知人が厨房から出てきて僕を次々と紹介していく。
驚いたことに理事長さんまでその場にいた。

かいつまんでアートイベントのことを説明して、
ポートレートを撮りたい旨を告げる。
理事長さん、僕の話を最後まで聞くか聞かないかのうちに、
「よし、やろう。誰から撮る?撮られたい人~?」
え? 
いや、著作権の話とか作品の使用方法のこととかがまだ・・・。
そもそも、僕は障がいのある人たちと接するのはほぼ初めてで慣れてないし、
どうしたらいいのか分からないんですけど。
「ほら、カッコよく撮られたい人〜?」
え?え?もう男の人が外でポーズ撮ってるし。
慌ててカメラを持ってあとを追う。
撮影の主旨も説明できないままファインダーを覗く。

っていうか何かしゃべりまくってるけど?
これは無視していいの?なんなの?
失礼な話だけど、どこまでコミュニケーションがとれるか分からない相手と
ファインダー越しに向き合うというのは、こちらの気持ちも整理がつかない。

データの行
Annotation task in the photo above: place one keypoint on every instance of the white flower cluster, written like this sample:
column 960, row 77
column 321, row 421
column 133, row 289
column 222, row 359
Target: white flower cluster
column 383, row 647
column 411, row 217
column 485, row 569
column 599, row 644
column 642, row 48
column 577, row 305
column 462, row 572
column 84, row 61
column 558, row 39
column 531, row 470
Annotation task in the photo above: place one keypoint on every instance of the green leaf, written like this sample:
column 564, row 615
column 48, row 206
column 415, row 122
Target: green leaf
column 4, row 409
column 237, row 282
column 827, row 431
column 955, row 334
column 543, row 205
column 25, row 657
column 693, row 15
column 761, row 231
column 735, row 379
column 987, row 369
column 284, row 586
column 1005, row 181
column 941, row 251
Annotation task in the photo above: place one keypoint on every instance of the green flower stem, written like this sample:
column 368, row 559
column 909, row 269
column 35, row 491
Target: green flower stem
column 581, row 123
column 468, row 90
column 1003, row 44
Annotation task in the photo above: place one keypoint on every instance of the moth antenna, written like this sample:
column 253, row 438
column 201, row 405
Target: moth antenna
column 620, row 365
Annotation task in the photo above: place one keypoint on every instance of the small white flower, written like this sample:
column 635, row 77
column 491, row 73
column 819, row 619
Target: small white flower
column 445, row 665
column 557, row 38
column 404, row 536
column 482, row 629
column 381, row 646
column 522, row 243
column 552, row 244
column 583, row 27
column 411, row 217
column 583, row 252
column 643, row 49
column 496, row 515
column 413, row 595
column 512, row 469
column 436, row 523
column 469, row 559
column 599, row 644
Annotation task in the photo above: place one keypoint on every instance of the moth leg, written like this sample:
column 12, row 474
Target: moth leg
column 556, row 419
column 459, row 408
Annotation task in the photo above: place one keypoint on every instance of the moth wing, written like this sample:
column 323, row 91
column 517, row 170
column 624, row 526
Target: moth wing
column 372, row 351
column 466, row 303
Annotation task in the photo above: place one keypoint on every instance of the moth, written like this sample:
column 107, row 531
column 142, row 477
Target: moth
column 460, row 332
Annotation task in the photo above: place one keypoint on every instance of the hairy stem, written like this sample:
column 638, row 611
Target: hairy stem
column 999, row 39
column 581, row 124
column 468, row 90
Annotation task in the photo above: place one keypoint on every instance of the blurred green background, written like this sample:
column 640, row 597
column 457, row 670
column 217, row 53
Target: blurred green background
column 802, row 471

→ **課題一覧**:
a) 抜粋本文の「知人が厨房から出てきて僕を次々と紹介していく。」から始まり「え?え?もう男の人が外でポーズ撮ってるし。」までの部分を、一字も変えずに書き写してください。
b) 抜粋本文で、驚いたことにその場にいたと書かれているのは誰ですか。
c) ポートレート撮影をめぐる抜粋本文を、最後の文の後から引き継いで書き進めてください。
記録は参照しなくてかまいません。

→ **解答**:
a)
知人が厨房から出てきて僕を次々と紹介していく。
驚いたことに理事長さんまでその場にいた。

かいつまんでアートイベントのことを説明して、
ポートレートを撮りたい旨を告げる。
理事長さん、僕の話を最後まで聞くか聞かないかのうちに、
「よし、やろう。誰から撮る?撮られたい人~?」
え? 
いや、著作権の話とか作品の使用方法のこととかがまだ・・・。
そもそも、僕は障がいのある人たちと接するのはほぼ初めてで慣れてないし、
どうしたらいいのか分からないんですけど。
「ほら、カッコよく撮られたい人〜?」
え?え?もう男の人が外でポーズ撮ってるし。

b) 理事長さんです。

c)
なんだ?ゆっくり話したら通じるのか?
いきなり怒り出したりしないかとか、早く撮らないとどこかに走っていってしまうのではないか、などと余計なことが頭をよぎる。
構図が、光質が、などと言っている暇はない。
怖がられないうちに撮らないと。
直感を頼りに笑顔でいてくれているうちにとにかくシャッターを切る。
今回の作品のためのポーズとして「指を差す」というのを全てのモデルに
お願いしているのだけれど、それを伝えるので精一杯。
(作品の詳細は省きます。写真用のホームページをご覧下さい。
http://hamaryunosuke-official.com/ )
その間にもこちらの気持ちなどお構いなしに理事長さんは
モデルさんをどんどん連れてくる。
はい次は彼、はい次は彼女、はい次は・・・、いや、待て待て待て待て。

それぞれのお店で仕事中なのに手を休め、わざわざモデルを務めてくれる障がい者の人たち。
恥ずかしがりながらも真摯に被写体になってくれているのがよく分かる。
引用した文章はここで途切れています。